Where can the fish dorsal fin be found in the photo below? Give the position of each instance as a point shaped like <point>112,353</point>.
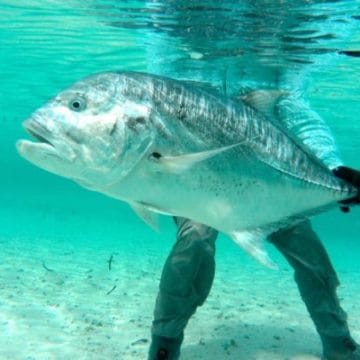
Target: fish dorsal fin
<point>253,243</point>
<point>179,163</point>
<point>149,217</point>
<point>263,100</point>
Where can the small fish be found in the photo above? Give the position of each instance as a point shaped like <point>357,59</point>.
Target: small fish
<point>166,147</point>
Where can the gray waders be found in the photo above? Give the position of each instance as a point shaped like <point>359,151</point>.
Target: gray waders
<point>189,272</point>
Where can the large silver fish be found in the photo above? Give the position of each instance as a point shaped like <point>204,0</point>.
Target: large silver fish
<point>164,146</point>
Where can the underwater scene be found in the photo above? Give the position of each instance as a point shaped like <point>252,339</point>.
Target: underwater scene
<point>80,269</point>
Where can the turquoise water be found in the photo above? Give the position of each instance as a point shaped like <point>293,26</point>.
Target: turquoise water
<point>56,237</point>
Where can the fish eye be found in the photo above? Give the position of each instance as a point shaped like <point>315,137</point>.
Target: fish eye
<point>77,104</point>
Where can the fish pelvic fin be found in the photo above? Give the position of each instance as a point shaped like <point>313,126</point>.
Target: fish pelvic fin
<point>151,218</point>
<point>253,243</point>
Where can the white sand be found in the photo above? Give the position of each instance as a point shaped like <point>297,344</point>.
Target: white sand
<point>54,280</point>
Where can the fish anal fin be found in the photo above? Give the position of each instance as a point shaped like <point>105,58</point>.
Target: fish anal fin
<point>253,243</point>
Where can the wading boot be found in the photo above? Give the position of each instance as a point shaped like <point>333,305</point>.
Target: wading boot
<point>164,348</point>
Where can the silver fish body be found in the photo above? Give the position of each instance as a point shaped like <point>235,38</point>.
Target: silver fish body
<point>164,146</point>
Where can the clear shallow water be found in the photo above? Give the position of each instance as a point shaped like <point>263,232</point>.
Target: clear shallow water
<point>47,45</point>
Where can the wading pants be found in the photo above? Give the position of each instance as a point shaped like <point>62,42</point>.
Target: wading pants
<point>189,272</point>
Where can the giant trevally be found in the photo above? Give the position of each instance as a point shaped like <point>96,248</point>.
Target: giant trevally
<point>165,146</point>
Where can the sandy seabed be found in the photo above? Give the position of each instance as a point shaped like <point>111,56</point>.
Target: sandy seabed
<point>61,300</point>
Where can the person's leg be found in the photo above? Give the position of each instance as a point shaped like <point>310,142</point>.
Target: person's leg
<point>317,282</point>
<point>185,284</point>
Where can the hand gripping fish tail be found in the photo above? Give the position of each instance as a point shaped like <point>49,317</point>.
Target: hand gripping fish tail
<point>351,176</point>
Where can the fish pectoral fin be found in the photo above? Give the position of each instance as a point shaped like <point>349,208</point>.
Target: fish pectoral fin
<point>151,218</point>
<point>253,243</point>
<point>179,163</point>
<point>263,100</point>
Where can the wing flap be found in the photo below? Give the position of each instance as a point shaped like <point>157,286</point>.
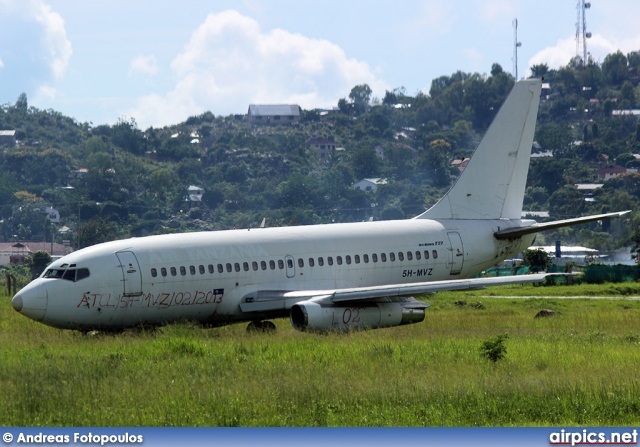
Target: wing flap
<point>273,300</point>
<point>538,227</point>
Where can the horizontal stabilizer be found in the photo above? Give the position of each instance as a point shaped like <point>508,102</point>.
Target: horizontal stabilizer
<point>283,300</point>
<point>538,227</point>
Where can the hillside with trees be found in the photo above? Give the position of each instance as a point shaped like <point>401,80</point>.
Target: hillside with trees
<point>116,181</point>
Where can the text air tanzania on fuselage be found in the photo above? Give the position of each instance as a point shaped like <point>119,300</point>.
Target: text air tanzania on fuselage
<point>323,277</point>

▶ Task to carry out
Rewrite the listing above as a numbered list, one line per entry, omitting blank lines and the pictures.

▶ Answer to this problem
1. Where can the fish dorsal fin be found in the photo below? Give the position of each instance as a point shaped like <point>112,353</point>.
2. Target: fish dorsal fin
3. <point>253,243</point>
4. <point>179,163</point>
5. <point>149,217</point>
6. <point>263,100</point>
7. Where can the small fish be found in the photo above? Give the position of each instance as a point shaped like <point>357,59</point>.
8. Target: small fish
9. <point>166,147</point>
10. Where can the gray waders be found in the photo above? Give the position of each instance as a point shaped like <point>359,151</point>.
11. Target: gray waders
12. <point>189,272</point>
13. Where can the large silver fish be found in the photo above? Give the position of each instance as a point shaped like <point>204,0</point>.
14. Target: large silver fish
15. <point>164,146</point>
16. Where can the underwater scene be found in the photo above? Give the position of each instance as a point shaped like <point>252,339</point>.
17. Target: underwater scene
18. <point>80,269</point>
19. Where can the turquoise water be found in the photo above? Give the position of each instance as a point shaped like <point>293,26</point>.
20. Target: turquoise water
21. <point>56,237</point>
22. Where can the fish eye be found in the photo above? Give the position of each instance as a point shaped like <point>315,137</point>.
23. Target: fish eye
24. <point>77,104</point>
25. Where can the fish pelvic fin be found in the photo above? Give the position of each instance as a point shaped like <point>313,126</point>.
26. Target: fish pelvic fin
27. <point>151,218</point>
28. <point>253,243</point>
29. Where can the white sand be found in the photo above? Give the position of each instance as a point shaped like <point>297,344</point>.
30. Target: white sand
31. <point>54,280</point>
32. Where can the fish anal fin be found in the photo above? Give the position of each instance as a point shaped like <point>105,58</point>.
33. Target: fish anal fin
34. <point>253,243</point>
35. Where can the wading boot be found in the photo above? Give the position of each instance as a point shaped like <point>333,305</point>.
36. Target: wading boot
37. <point>164,348</point>
38. Where can the silver fish body be found in the photo above? Give the position of each instance as a point shaped like <point>235,38</point>.
39. Target: silver fish body
40. <point>164,146</point>
41. Where can the clear shallow water be found in the photo above? Give the position of each instance as a point shaped like <point>263,232</point>.
42. Target: clear shallow water
43. <point>47,45</point>
44. Where can the wading pants be found in the photo above? Give the position of each instance as a point shaped like <point>62,42</point>.
45. Target: wading pants
46. <point>189,272</point>
47. Where can the giant trevally be found in the photo above? Give the position of each instance as a point shaped like <point>96,248</point>.
48. Target: giant trevally
49. <point>165,146</point>
50. Where can the sandy seabed be found in the photo above? Give the position of each instance as a point shaped like <point>111,56</point>.
51. Target: sandy seabed
52. <point>61,300</point>
53. Where can the person's leg be found in the photo above? Give the position of each instance as a point shaped like <point>310,142</point>.
54. Target: person's leg
55. <point>317,282</point>
56. <point>185,284</point>
57. Where can the hand gripping fish tail be found in the photo above? Give the position of each instance as a point shaped like <point>49,317</point>.
58. Target: hand gripping fish tail
59. <point>351,176</point>
60. Where can the fish pectoral fin be found in the photo above? Give the position of each instance as a point shaped like <point>349,208</point>.
61. Target: fish pectoral fin
62. <point>151,218</point>
63. <point>253,243</point>
64. <point>179,163</point>
65. <point>263,100</point>
66. Where can the wing flap be found in the photo below? Give the position of each instance as a point shaped like <point>157,286</point>.
67. Target: wing flap
68. <point>273,300</point>
69. <point>538,227</point>
70. Where can the horizontal stabilizer be found in the photo above? Give the position of each instance as a point shaped like <point>508,102</point>.
71. Target: horizontal stabilizer
72. <point>283,300</point>
73. <point>538,227</point>
74. Where can the hillside with trees be found in the photo above? Give the position of each instance as a point shaped like <point>401,80</point>.
75. Target: hillside with trees
76. <point>116,181</point>
77. Where can the text air tanzania on fuselage be found in the photo above? Give the position of each instance as a point shaped like <point>119,300</point>.
78. Target: text air tanzania on fuselage
79. <point>323,277</point>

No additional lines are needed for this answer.